TASK DETAILS ▸
Copy the lines below without changes, from the line containing "Would you be able to mark the reed" through the last line, including both.

[Point-based annotation data]

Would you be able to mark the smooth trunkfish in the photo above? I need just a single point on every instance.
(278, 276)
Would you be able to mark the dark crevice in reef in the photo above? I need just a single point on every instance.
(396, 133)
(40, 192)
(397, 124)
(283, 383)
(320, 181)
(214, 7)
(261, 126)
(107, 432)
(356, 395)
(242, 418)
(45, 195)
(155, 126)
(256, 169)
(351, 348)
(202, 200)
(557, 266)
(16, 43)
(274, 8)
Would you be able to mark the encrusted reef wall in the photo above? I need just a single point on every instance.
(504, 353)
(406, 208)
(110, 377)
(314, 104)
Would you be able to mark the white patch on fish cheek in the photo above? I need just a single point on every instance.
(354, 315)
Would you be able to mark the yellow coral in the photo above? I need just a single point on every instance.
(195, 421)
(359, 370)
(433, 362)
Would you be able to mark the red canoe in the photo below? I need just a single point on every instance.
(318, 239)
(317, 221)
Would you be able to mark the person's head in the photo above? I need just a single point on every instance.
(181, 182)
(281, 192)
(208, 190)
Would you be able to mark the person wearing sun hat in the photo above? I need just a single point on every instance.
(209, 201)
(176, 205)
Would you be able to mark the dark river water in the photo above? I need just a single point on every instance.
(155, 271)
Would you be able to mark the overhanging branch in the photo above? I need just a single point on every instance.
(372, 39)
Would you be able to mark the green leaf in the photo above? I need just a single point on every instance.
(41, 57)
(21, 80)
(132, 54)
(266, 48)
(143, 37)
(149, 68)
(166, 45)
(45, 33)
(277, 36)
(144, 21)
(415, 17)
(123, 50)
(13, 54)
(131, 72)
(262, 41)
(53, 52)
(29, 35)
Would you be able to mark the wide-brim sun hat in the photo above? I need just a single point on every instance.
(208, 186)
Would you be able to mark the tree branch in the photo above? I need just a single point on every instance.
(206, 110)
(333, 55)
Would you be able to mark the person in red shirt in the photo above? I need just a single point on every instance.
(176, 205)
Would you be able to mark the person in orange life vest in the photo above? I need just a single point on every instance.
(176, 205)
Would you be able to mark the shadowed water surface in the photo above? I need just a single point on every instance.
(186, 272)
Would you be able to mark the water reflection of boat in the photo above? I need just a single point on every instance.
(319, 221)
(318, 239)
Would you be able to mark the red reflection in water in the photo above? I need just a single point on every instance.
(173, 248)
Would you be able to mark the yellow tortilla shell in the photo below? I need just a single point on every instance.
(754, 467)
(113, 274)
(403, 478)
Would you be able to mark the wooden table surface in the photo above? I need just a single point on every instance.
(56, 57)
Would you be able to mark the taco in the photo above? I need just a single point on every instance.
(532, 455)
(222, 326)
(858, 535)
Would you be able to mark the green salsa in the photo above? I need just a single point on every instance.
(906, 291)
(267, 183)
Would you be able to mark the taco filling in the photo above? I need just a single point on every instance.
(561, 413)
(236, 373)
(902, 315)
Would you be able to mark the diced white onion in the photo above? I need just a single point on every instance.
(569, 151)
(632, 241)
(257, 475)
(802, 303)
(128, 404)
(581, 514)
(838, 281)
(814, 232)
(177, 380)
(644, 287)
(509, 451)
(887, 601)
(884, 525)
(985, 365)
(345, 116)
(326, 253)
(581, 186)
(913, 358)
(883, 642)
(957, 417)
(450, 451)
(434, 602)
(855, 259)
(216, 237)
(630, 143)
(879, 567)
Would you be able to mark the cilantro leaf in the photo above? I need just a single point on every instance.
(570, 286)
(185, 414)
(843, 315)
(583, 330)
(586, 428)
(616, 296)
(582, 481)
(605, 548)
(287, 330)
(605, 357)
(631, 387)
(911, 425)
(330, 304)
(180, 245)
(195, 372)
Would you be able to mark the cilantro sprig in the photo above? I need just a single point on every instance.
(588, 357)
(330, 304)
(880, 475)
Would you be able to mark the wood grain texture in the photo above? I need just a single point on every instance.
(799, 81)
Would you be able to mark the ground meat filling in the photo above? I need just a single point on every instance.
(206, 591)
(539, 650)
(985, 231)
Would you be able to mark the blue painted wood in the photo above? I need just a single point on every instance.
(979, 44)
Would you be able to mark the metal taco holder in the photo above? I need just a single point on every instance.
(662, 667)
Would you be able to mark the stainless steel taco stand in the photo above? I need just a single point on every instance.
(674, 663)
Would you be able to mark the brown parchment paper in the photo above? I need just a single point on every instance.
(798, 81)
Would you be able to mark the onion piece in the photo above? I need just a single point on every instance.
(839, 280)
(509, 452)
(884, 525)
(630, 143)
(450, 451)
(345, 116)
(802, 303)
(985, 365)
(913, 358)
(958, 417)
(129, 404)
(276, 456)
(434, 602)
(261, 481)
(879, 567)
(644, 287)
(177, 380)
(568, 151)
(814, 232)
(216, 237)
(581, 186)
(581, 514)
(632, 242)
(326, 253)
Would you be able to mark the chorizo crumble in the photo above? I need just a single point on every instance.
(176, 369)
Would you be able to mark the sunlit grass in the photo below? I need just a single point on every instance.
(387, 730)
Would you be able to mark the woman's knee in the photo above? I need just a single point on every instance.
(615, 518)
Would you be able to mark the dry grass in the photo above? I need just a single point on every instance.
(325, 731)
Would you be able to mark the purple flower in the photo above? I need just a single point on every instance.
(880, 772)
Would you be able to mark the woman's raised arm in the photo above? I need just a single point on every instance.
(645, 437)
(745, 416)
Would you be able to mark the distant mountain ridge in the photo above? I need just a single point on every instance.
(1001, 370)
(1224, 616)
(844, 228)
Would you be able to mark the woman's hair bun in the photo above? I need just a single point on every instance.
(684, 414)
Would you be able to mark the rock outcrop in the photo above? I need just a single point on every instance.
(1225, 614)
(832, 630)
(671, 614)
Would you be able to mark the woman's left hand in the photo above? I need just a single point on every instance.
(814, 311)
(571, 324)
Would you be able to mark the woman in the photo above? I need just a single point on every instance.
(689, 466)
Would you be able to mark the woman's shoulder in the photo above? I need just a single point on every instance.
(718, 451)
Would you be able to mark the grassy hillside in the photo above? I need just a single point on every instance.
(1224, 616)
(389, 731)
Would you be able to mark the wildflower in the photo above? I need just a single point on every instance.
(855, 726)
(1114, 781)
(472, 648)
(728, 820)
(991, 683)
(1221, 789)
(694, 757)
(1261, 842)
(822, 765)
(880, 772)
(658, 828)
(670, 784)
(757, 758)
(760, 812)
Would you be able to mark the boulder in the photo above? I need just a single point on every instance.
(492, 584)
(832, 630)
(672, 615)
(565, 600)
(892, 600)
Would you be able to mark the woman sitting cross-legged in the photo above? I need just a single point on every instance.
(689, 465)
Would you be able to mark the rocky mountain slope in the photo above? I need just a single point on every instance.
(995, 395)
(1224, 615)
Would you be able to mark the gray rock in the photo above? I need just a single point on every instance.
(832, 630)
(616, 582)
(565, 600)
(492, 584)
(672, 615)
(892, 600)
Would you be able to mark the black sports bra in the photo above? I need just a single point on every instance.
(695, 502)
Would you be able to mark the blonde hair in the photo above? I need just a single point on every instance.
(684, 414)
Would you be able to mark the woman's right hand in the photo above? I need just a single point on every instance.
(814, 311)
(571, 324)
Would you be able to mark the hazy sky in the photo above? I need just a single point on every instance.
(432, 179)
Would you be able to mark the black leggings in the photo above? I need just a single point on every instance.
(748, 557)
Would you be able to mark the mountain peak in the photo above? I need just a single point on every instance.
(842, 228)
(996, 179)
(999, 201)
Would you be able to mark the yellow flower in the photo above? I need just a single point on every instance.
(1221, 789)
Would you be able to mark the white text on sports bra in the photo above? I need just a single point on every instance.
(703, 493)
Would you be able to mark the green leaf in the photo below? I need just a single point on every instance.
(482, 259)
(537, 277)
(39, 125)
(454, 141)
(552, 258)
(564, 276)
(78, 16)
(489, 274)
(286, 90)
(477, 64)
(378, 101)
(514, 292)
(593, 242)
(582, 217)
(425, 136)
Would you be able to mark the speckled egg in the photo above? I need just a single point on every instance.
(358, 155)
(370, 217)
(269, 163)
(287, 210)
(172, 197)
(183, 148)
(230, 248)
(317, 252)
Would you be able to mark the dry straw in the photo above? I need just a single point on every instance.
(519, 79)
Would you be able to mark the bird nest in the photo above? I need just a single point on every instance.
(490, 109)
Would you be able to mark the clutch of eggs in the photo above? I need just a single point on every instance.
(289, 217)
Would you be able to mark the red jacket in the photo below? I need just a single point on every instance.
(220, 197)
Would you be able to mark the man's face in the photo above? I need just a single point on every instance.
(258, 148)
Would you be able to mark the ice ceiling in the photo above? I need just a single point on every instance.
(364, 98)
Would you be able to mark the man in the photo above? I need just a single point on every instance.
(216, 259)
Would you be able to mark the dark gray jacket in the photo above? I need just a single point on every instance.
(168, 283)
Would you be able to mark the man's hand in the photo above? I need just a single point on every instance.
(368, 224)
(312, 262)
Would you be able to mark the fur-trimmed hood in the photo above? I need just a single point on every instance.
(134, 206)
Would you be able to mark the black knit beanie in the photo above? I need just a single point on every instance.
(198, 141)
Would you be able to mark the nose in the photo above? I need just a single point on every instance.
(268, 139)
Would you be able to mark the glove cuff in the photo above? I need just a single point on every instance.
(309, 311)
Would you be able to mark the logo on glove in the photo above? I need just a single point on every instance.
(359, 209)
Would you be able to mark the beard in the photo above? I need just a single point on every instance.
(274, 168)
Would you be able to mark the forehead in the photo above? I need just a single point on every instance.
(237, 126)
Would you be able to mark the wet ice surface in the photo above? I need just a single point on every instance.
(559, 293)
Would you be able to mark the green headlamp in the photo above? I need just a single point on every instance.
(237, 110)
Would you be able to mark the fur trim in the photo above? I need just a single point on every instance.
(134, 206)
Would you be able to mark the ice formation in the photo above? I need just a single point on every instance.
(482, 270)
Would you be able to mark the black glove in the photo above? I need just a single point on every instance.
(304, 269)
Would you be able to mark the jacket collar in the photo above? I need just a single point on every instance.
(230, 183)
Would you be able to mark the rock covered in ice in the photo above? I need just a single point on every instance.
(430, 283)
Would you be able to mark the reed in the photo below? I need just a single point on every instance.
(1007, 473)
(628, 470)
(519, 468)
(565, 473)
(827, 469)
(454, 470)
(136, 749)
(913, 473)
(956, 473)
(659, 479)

THE ANSWER ▸
Would you be able to mark the reed in the photo below? I need just a single point on every instance.
(1007, 473)
(628, 470)
(519, 468)
(565, 473)
(827, 469)
(454, 470)
(136, 749)
(913, 473)
(956, 473)
(659, 479)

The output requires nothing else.